What the task asks
A faithful transcription of the entries below is required.

Extracted data

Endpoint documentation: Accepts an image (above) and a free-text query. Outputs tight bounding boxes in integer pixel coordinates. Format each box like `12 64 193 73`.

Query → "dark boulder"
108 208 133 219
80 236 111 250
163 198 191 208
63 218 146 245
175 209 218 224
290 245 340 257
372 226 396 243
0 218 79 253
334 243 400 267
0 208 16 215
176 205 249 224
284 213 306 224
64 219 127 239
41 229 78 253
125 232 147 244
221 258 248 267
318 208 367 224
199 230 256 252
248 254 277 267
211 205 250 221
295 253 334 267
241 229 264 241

Task answer
Endpoint documentation: Accepts an image (above) and a free-text query. Outputs tight bounding boxes in integer pixel coordinates. Format each box like `12 64 193 73`.

Query → "dark boulder"
108 208 133 219
80 236 111 250
163 198 191 208
63 218 146 245
175 209 218 224
290 245 340 257
372 226 396 243
0 218 79 253
334 243 400 267
0 208 16 215
176 205 249 224
284 213 306 224
64 219 127 239
41 229 78 253
125 232 147 244
221 258 248 267
318 208 367 224
199 230 256 252
248 254 277 267
211 205 250 221
295 253 334 267
241 229 264 241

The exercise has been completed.